◆ TASK ◆
Will you quote only the lines starting at the one that contains "# mark the region of every instance of the woman's" and ending with the last line of the listing below, inclusive?

◆ DATA PROVIDED ◆
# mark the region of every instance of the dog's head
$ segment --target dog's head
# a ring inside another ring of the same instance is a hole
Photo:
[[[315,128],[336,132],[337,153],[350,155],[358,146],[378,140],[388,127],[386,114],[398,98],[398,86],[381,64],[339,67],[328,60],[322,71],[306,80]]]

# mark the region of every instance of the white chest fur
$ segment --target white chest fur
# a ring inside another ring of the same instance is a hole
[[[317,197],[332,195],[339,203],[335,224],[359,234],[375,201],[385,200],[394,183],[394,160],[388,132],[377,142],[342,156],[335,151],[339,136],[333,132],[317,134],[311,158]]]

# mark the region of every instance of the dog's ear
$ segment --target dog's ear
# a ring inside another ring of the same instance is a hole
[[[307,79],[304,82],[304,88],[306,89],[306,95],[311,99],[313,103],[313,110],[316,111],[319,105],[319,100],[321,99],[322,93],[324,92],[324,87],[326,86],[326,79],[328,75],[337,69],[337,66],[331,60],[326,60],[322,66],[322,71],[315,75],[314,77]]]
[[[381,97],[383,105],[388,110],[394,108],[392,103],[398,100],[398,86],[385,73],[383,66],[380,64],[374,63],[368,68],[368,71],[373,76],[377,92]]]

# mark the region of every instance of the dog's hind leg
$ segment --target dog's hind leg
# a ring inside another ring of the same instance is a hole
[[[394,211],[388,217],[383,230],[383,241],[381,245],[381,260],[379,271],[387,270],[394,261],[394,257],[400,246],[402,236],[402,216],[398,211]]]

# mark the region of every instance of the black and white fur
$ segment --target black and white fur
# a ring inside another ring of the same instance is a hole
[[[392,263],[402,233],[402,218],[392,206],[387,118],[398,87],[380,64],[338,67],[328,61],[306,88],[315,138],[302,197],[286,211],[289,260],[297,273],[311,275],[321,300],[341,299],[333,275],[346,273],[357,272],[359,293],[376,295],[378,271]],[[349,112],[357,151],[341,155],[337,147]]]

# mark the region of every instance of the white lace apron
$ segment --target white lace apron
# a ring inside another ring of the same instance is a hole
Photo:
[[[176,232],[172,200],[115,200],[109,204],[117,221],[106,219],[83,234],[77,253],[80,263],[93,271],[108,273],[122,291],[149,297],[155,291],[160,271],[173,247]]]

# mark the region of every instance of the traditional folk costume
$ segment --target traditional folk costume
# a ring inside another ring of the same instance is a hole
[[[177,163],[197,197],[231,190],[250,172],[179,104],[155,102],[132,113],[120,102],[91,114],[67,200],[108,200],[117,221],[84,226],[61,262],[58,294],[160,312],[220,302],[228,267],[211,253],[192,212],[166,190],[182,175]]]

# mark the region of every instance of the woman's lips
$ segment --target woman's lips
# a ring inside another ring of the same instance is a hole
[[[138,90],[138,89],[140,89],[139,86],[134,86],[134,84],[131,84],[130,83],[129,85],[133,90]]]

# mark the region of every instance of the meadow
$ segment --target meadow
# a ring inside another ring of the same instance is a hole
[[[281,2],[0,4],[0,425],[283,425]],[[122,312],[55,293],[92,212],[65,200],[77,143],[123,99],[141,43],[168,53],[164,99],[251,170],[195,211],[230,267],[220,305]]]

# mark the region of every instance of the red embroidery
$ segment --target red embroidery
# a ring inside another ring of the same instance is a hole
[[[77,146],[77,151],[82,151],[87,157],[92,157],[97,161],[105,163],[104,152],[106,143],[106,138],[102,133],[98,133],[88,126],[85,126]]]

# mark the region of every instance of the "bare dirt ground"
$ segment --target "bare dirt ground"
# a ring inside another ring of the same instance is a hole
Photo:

◆ TASK RESPONSE ◆
# mark the region of every instance of the woman's lips
$ segment --target woman's lips
# a ring inside another ring of the same instance is a hole
[[[138,90],[138,89],[140,89],[139,86],[134,86],[134,84],[131,84],[130,83],[129,85],[133,90]]]

# mark the region of every instance of the meadow
$ segment --target meadow
# a ring inside another ring of the same instance is a hole
[[[281,2],[0,4],[0,425],[283,425]],[[122,312],[55,293],[92,212],[65,200],[77,143],[123,99],[141,43],[168,53],[164,99],[251,170],[195,211],[230,267],[220,305]]]

# mark the region of every instance of the red embroidery
$ segment --target red embroidery
# a ring inside another ring of the same instance is a hole
[[[77,146],[77,151],[82,151],[87,157],[92,157],[97,161],[105,163],[104,152],[106,143],[106,138],[102,133],[98,133],[88,126],[85,126]]]

# mark the region of every instance of the "bare dirt ground"
$ segment --target "bare dirt ground"
# a ring inside another ring of the same instance is a hole
Photo:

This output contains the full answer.